* _The exercise_
Copy exactly, and only, the lines from the line containing "Spot the pink rose flower" through the last line of the records below, both included.

* _Record list_
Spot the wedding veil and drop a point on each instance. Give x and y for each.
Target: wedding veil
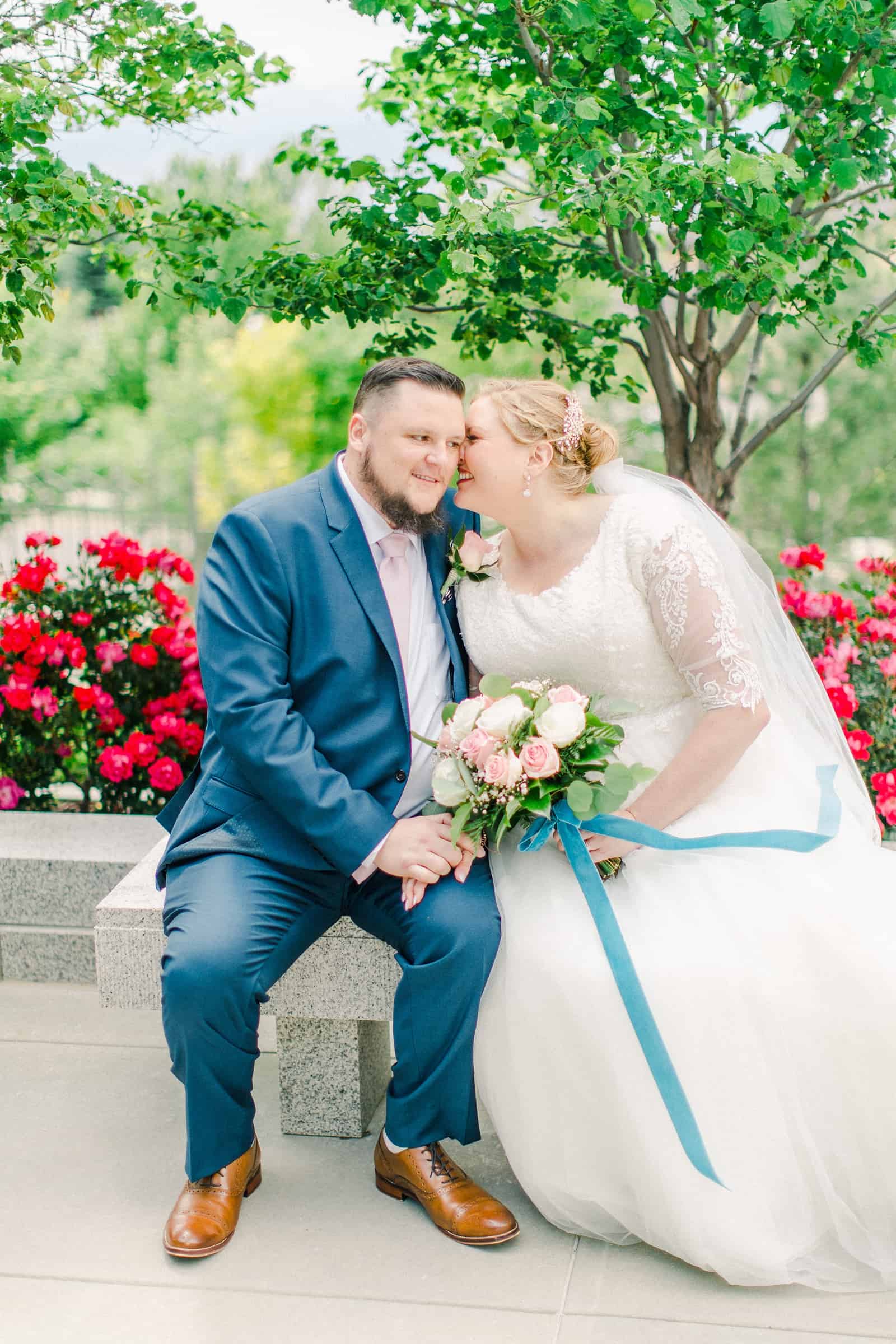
(792, 686)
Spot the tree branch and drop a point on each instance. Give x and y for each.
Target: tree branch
(841, 200)
(746, 394)
(802, 395)
(542, 61)
(739, 335)
(852, 66)
(662, 321)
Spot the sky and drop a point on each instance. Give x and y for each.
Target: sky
(324, 41)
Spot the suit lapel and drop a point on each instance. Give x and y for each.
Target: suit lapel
(354, 553)
(437, 565)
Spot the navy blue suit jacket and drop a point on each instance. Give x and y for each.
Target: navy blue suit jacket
(308, 738)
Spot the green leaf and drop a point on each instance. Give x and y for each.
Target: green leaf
(460, 820)
(539, 807)
(740, 241)
(618, 777)
(581, 799)
(846, 172)
(433, 280)
(884, 78)
(777, 19)
(463, 263)
(589, 109)
(743, 167)
(494, 686)
(684, 12)
(234, 310)
(608, 800)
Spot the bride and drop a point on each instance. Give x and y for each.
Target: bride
(772, 975)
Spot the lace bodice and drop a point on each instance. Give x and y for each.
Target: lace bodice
(645, 617)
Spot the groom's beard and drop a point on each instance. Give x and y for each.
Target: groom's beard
(395, 508)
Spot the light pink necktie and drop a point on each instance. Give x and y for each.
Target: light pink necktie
(395, 577)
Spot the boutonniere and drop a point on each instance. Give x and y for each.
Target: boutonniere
(469, 558)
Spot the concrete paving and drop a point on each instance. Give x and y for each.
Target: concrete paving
(92, 1131)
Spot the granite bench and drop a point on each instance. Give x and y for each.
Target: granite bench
(54, 869)
(332, 1007)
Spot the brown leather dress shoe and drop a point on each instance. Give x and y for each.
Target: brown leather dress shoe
(204, 1217)
(459, 1207)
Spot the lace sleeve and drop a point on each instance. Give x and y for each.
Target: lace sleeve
(695, 613)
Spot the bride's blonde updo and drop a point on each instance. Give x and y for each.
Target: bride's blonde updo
(533, 410)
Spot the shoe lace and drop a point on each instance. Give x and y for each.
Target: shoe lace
(441, 1164)
(206, 1182)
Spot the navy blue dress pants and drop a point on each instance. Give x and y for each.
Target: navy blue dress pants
(235, 922)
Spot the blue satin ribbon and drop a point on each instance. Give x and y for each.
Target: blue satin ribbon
(621, 965)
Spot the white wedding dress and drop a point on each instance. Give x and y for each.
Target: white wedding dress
(772, 975)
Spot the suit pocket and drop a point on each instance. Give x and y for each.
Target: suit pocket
(226, 797)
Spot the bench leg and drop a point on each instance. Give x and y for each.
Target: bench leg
(332, 1074)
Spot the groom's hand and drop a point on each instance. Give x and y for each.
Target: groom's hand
(421, 848)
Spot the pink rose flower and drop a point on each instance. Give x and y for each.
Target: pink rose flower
(109, 652)
(539, 758)
(503, 768)
(567, 696)
(10, 794)
(473, 552)
(115, 764)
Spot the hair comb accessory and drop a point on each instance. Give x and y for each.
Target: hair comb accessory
(573, 425)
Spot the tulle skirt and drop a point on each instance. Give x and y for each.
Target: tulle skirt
(773, 980)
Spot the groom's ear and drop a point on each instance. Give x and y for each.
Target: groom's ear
(358, 431)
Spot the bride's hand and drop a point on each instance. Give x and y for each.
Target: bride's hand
(413, 892)
(605, 847)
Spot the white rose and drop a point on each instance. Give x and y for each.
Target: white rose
(448, 784)
(562, 724)
(465, 717)
(501, 718)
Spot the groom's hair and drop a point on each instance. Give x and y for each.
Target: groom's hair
(379, 380)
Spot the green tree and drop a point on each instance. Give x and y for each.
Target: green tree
(78, 64)
(716, 166)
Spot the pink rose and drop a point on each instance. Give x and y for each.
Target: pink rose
(10, 794)
(539, 758)
(109, 652)
(503, 768)
(567, 696)
(473, 552)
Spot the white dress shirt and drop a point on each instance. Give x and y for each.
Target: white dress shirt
(429, 675)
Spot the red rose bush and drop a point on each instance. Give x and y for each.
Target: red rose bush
(100, 678)
(852, 642)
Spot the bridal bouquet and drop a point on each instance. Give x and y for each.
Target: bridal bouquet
(512, 752)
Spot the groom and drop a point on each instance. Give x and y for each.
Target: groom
(323, 643)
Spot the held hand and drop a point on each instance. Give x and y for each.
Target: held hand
(414, 890)
(421, 848)
(605, 847)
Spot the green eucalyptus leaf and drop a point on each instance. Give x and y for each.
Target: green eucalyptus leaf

* _Written response_
Spot the pink rose flower and drop a point on each instance. Give x and y for each.
Target: pink rose flower
(109, 652)
(539, 758)
(503, 768)
(567, 696)
(10, 794)
(473, 552)
(115, 764)
Spot the hair comb accessory and drop a point on each instance. Give x and y for each.
Target: hair comb accessory
(573, 425)
Spot the tulle skirt and drop a point on each instance. Give x and y for each.
Target: tulle skirt
(773, 980)
Spot the groom's ear and drop a point on each instance. Give x and y for each.
Target: groom's ear
(358, 431)
Spot the bride's hand and drop a point on each instance. Give x and y for each.
Target: bride's hand
(413, 892)
(605, 847)
Spot the white rose and drop a point on each instance. Give x and y for each.
Target: white rose
(448, 784)
(562, 724)
(465, 717)
(501, 718)
Spot the groom's hair and drop a point on each instance. Give x and y for each.
Target: groom's hair
(379, 380)
Spot the green tree and drop a point on each instance. Give x and y for each.
Target: green tree
(78, 64)
(716, 166)
Spot the pink rose and drop a point on each instance. Give x and y for each.
Target: pink rose
(10, 794)
(539, 758)
(109, 652)
(503, 768)
(567, 696)
(473, 552)
Spot the white dress shirt and drop a point on each instance. Give x and y for each.
Target: white dress shirt
(429, 675)
Spot the red rose bush and drop a point on each instance. Give x and y for each.
Target: red rose bush
(100, 678)
(852, 642)
Spot the bridal bouquet and drop a point on each instance. Give x and y for each.
Target: bridal bouquet
(512, 752)
Spot the groom and drop a point on each instance. Give x and y for each.
Target: groom
(323, 643)
Spot the held hand and drop a point on each instance. Give x and y for each.
Target: held hand
(414, 890)
(421, 848)
(605, 847)
Spot the green eucalyptus leaf and drop a point on each instance. Give x and y for each.
Target: green eucalyptus leaf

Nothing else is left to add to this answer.